Collected data:
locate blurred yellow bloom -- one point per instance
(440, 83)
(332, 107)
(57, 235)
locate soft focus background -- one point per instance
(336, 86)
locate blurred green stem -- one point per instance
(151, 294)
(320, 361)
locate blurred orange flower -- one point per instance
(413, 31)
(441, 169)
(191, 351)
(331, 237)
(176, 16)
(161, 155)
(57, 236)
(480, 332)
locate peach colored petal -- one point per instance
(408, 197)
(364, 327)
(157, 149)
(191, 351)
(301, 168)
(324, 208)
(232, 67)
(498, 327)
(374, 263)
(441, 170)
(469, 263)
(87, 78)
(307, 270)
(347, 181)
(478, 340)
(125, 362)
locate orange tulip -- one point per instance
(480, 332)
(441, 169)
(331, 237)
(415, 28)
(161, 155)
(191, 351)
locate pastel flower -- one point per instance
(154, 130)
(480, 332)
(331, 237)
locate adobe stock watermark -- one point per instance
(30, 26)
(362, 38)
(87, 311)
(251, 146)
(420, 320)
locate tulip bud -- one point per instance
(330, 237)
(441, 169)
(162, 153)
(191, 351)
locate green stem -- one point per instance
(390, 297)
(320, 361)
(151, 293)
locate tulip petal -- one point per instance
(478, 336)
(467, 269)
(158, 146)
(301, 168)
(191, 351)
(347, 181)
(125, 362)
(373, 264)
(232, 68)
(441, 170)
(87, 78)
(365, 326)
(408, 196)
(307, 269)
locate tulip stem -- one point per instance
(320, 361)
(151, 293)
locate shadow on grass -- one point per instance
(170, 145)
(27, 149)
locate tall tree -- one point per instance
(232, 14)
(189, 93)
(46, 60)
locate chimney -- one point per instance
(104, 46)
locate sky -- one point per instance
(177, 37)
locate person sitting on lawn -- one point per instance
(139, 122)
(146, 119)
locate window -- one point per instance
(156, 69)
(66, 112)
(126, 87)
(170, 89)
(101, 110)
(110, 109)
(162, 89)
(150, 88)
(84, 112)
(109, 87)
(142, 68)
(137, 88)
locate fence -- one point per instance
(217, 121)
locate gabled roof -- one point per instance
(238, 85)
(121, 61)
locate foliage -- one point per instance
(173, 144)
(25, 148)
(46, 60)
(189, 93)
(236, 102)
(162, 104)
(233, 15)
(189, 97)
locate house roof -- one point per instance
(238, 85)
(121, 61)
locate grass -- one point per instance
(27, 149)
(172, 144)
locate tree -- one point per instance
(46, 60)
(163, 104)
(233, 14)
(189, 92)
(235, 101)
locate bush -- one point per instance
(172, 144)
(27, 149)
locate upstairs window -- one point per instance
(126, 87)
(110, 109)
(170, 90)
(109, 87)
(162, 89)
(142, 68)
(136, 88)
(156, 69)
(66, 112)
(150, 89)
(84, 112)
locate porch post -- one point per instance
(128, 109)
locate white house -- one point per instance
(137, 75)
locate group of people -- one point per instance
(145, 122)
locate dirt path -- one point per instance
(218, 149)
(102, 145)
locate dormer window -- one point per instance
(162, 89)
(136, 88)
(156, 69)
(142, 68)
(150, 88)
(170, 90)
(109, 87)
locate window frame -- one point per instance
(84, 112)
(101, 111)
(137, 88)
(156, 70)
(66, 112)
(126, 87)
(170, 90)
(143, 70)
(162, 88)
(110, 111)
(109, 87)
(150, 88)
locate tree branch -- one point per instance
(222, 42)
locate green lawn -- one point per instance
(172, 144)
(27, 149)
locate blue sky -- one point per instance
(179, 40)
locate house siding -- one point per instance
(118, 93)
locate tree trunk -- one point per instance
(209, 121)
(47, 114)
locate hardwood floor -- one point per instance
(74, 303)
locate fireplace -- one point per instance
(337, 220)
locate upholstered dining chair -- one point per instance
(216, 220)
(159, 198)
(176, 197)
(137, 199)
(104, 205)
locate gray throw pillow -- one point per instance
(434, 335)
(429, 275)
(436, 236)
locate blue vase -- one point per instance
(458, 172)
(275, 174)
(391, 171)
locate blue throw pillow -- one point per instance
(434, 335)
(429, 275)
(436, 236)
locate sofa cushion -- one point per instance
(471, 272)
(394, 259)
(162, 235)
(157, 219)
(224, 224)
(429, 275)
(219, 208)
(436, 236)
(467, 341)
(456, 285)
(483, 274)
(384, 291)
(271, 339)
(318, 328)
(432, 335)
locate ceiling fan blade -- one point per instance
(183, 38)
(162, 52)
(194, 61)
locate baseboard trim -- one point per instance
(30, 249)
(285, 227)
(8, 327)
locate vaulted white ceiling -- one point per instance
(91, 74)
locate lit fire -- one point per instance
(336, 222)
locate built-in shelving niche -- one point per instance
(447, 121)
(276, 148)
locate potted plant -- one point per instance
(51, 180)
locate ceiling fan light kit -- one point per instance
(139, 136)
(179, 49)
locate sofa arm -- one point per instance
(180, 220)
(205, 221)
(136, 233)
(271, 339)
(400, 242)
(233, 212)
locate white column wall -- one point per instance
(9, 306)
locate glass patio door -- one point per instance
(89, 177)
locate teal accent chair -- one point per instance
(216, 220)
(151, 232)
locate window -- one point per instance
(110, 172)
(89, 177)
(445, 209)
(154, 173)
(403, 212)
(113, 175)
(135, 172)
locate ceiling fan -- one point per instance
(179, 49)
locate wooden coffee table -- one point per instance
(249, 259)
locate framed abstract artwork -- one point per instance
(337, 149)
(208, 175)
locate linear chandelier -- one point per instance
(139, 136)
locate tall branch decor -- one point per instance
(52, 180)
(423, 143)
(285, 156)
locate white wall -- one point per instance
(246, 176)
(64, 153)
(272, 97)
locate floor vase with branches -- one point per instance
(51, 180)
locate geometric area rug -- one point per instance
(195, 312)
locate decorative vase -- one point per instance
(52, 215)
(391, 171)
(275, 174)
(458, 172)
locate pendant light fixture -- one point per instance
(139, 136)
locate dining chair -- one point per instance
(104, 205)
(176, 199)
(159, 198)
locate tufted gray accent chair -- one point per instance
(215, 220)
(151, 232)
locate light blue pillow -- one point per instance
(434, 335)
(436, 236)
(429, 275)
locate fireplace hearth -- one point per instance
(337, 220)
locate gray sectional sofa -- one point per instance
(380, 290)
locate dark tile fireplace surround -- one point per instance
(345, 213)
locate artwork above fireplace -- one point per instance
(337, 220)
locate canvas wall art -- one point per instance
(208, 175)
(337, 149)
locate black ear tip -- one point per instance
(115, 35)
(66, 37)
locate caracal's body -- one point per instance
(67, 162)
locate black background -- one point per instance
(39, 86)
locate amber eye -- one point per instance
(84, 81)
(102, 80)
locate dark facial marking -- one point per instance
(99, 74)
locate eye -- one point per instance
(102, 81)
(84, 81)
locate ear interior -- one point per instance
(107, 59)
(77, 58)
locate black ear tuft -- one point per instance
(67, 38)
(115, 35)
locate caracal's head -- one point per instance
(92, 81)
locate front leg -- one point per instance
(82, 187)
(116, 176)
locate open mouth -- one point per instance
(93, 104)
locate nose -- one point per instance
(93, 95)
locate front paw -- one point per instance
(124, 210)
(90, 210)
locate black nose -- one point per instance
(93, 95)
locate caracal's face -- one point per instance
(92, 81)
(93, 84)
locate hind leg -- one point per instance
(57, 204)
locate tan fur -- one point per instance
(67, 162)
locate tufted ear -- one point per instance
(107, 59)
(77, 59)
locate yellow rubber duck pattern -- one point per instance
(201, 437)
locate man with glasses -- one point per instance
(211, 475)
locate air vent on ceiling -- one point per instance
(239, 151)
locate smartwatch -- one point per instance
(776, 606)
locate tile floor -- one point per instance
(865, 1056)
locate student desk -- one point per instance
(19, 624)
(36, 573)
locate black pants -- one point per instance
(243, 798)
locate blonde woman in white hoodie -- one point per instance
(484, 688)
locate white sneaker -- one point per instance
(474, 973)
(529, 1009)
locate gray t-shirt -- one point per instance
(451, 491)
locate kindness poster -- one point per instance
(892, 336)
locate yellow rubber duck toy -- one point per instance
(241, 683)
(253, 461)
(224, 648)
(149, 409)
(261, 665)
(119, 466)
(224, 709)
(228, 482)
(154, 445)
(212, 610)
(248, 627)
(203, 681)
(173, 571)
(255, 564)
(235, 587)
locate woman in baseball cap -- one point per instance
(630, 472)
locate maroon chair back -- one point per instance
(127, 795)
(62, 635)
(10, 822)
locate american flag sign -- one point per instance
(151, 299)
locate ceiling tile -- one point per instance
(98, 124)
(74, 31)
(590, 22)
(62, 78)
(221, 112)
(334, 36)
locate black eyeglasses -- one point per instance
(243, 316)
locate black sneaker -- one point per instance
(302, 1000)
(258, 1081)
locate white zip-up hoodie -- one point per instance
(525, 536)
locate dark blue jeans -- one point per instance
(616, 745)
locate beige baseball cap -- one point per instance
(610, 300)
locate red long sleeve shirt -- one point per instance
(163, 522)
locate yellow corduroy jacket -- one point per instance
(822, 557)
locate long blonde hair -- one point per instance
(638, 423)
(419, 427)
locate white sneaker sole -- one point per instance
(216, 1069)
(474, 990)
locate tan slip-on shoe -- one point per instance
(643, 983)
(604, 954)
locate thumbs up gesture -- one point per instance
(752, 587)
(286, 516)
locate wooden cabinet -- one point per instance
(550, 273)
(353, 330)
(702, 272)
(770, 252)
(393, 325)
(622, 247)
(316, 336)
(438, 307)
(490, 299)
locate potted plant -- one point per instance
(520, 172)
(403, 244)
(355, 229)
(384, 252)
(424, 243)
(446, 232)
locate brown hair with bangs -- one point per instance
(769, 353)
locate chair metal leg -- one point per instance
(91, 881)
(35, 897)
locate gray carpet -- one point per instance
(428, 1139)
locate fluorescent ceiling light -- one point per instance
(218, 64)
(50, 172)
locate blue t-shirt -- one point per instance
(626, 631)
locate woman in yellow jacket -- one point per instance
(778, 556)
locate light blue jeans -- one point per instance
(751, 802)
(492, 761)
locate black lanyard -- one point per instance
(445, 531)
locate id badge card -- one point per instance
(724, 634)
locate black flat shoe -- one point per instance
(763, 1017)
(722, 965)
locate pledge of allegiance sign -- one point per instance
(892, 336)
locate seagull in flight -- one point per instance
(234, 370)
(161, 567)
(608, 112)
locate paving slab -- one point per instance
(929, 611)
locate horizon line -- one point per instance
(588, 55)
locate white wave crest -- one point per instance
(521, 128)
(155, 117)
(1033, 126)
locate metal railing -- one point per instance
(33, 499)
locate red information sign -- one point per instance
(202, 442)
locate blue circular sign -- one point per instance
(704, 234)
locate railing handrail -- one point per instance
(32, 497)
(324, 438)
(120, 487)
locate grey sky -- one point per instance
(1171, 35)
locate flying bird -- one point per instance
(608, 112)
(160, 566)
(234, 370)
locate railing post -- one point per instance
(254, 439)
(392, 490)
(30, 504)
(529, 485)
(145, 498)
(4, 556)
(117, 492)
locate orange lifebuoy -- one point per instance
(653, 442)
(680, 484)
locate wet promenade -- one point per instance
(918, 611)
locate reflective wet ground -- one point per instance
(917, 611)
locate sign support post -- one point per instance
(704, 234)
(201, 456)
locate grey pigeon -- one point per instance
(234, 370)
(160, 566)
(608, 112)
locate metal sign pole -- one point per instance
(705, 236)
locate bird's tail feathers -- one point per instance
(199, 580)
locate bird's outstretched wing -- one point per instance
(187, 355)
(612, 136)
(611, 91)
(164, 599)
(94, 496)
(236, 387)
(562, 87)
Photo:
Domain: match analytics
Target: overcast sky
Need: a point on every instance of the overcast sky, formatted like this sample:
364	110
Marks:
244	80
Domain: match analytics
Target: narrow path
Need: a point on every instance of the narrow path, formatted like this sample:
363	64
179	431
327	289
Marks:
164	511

• **How to complete this task**
From the line holding "locate sign support" to the last line of the data above, copy every line exactly and include nothing more.

• **Solution below**
locate sign support post -- one point per instance
(704, 234)
(201, 456)
locate grey pigeon -- one point per instance
(234, 370)
(160, 566)
(608, 112)
locate metal sign pole -- one point per instance
(705, 236)
locate bird's tail feathers -- one point per instance
(199, 580)
locate bird's outstretched wing -- one point per instance
(187, 355)
(612, 136)
(611, 91)
(164, 599)
(94, 496)
(236, 387)
(562, 87)
Photo:
Domain: match analytics
Target: overcast sky
Need: a point on every instance of the overcast sky, formatted like this sample:
364	110
Marks:
244	80
Domain: match analytics
Target: narrow path
Need: a point on every instance of the narrow path, formatted like this sample:
363	64
179	431
327	289
Marks:
164	511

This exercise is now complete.